Dataset entries

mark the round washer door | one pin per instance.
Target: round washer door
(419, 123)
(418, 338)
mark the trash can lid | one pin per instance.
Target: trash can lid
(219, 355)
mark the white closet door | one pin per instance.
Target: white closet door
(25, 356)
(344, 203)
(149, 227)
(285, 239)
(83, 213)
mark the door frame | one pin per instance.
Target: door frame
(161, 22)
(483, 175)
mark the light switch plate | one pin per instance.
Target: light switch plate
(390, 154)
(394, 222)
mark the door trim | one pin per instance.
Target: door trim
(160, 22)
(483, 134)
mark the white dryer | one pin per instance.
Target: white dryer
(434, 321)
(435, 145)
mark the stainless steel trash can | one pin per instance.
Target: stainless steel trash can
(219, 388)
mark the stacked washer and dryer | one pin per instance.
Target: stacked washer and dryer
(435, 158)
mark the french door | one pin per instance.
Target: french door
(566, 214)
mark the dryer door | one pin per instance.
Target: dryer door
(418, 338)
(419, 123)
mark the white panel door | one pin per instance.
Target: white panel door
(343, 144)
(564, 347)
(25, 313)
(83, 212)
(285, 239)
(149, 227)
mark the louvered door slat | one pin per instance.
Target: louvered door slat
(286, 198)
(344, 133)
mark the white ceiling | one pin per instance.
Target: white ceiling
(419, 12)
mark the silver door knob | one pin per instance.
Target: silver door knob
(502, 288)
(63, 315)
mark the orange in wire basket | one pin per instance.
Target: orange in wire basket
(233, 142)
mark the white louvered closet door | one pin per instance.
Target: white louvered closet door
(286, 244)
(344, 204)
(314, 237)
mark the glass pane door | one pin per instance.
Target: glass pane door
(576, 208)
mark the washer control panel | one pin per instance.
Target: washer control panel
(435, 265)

* * *

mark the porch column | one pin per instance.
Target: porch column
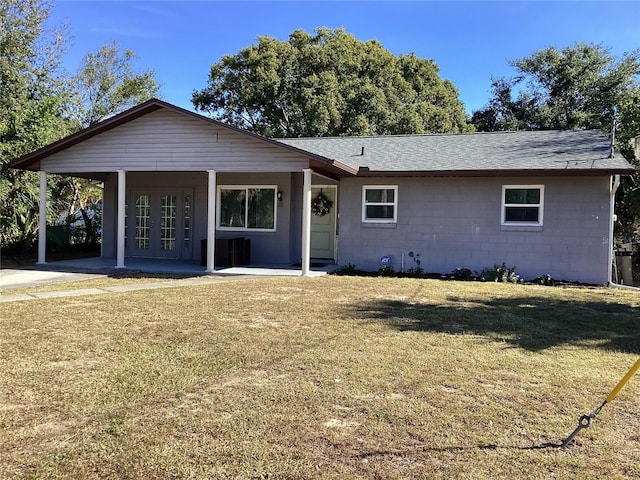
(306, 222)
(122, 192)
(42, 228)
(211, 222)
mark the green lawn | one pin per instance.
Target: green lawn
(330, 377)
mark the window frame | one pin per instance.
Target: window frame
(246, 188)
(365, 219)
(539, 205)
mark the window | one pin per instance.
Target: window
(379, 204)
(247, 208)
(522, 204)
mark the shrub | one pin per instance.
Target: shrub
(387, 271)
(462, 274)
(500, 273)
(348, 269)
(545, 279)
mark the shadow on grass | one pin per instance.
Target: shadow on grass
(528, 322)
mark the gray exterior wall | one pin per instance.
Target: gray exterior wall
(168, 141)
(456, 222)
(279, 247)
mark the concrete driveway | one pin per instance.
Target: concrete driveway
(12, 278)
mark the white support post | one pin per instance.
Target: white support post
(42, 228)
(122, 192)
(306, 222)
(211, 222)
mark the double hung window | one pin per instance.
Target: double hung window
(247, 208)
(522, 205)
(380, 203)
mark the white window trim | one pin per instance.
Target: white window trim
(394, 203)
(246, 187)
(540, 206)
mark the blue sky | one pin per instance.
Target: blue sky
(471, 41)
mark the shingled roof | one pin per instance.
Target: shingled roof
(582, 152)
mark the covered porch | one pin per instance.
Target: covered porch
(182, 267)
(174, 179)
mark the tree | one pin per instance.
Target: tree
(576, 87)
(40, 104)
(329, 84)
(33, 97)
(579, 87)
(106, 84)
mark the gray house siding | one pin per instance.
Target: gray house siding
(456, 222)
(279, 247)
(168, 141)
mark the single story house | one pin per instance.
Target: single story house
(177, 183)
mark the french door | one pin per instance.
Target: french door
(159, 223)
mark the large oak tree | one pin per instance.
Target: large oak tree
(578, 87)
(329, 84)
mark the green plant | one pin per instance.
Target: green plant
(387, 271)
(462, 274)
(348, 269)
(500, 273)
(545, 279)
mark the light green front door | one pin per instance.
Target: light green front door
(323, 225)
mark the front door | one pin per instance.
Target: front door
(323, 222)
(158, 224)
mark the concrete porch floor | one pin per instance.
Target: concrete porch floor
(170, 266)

* Exercise details *
Could you restate word for word the lines above from the one containing "Target: window frame" through the one containing "mark the covered", both included, and nothing else?

* Answer to this problem *
Target: window frame
(246, 188)
(365, 219)
(539, 205)
mark the window | one pin per instance.
Target: window
(379, 204)
(247, 208)
(522, 204)
mark the shrub | one pin per instance.
Target: shrub
(387, 271)
(462, 274)
(500, 273)
(348, 269)
(545, 279)
mark the shadow on grass | one pin per instance.
Target: shadow on grass
(528, 322)
mark the gray exterior wall | one pin per instance.
Target: gray exterior wall
(168, 141)
(456, 222)
(279, 247)
mark the concrete driveway | one pin per instance.
Target: concrete driveway
(12, 278)
mark the white support post | one pin per instance.
Target: white support post
(42, 228)
(122, 192)
(306, 222)
(211, 222)
mark the double hung window | one pin per instance.
Target: double hung window
(247, 208)
(522, 205)
(380, 203)
mark the white window trim | one pin per instance.
Target: white window trim
(394, 203)
(246, 187)
(540, 206)
mark the blue sky | one pin per instance.
Target: blue sky
(471, 41)
mark the shingled roof | one pin per instance.
Target: shingled roof
(582, 152)
mark the covered porch | one pin per instance.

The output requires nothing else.